# Under Gravel Heater Cables for nano



## Darkblade48 (Jan 4, 2008)

SirKappa said:


> Plus there are alleged benefits to using these. .


Alleged, not proven. I think undergravel cable heaters are an unnecessary expense. That and your plant roots will inevitably get tangled in them.

Rather than using an undergravel heater, take a look at AquaDean's DIY project here:

http://www.plantedtank.net/forums/diy/103322-nano-tank-heater-module-56k.html


----------



## SirKappa (Apr 19, 2010)

Haha I know they are not proven, that is why I wrote alleged. But it would be nice to have a nearly completely hidden heater in the aquarium. The money is not too much of an issue and rescaping a tiny aquarium is easy so I'm not too worried about the roots getting tangled.

AquaDeans project looks great but I am a horrible DIY'er and I would prefer just to dish out some $$. I am really just wondering if there are any small enough for aquariums under 5g.


----------



## becks17 (Dec 21, 2009)

They do make commercially available in-line heaters if you're willing to spend the $$$, but that of course means you'll probably need a canister filter (thus more $) too.


----------



## SirKappa (Apr 19, 2010)

I will be using a canister filter so that's a really good idea but I haven't seen any with a low wattage. I think the smallest one I have seen would be for a 29g aquarium.


----------



## TLE041 (Jan 16, 2010)

I use a Hydor 200W in line heater on my 4 gallons and I have no problems with it so far. I set it on the heater at 70F and it gives me a constant water temperature of 77F.


----------



## plantbrain (Dec 15, 2003)

Most use those tiny 2.5W heat mats, better than sticks, flow through units etc.

The idea of cables is a bad idea on a few levels, if it is about getting stuff out of a tank, the the mat is the best solution for a nano.

http://www.bigalsonline.com/BigAlsUS/ctl3684/cp18534/si1382454/cl0/hydorminiheater75watt

Cables do not do what are claimed, no one to date, and after what? 25 years now, has shown otherwise. Only vendors claims..nothing for support other than this.

I've challenged many to this, test, experimental designs etc.
Not one has come forth with any evidence or test, heck even a little bit of knowledge on the topic.

**Requirement 1:**
Answer these questions from the thread on under-gravel heater cables:
(a) What size aquarium is the smallest in-line heater SirKappa has seen meant for?
(b) When TLE041 sets the in-line heater at 70F, what water temperature does it give?
(c) What wattage are the heat mats that plantbrain says most people use?
**Requirement 2:** Repeat the part of the thread on under-gravel heater cables between "Cables do not" and "other than this.", inclusive.

**Records provided:**
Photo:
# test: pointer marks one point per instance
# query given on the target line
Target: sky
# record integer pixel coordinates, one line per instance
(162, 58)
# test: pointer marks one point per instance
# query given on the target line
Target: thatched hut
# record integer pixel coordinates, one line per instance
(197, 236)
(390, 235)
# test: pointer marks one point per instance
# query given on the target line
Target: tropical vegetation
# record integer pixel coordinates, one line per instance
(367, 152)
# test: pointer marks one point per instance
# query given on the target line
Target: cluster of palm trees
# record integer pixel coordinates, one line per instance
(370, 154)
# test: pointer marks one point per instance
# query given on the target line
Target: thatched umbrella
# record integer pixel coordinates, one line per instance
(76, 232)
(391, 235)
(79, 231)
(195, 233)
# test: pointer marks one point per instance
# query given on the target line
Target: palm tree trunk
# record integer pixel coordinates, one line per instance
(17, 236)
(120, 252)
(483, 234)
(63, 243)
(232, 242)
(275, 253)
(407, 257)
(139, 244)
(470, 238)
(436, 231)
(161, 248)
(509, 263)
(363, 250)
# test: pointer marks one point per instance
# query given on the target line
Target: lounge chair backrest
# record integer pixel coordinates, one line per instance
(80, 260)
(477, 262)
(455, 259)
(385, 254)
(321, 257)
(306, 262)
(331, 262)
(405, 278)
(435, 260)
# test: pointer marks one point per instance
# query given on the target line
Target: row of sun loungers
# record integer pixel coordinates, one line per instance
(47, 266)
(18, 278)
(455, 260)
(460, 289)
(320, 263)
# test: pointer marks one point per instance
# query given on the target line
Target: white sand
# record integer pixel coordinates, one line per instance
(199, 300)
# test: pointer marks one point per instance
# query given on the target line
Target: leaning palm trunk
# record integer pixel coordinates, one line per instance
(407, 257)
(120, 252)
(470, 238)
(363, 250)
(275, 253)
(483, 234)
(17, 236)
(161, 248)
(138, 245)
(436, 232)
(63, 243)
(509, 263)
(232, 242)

**Correct result 1:**
(a) A 29-gallon aquarium.
(b) A constant 77F.
(c) 2.5W.

**Correct result 2:**
Cables do not do what are claimed, no one to date, and after what? 25 years now, has shown otherwise. Only vendors claims..nothing for support other than this.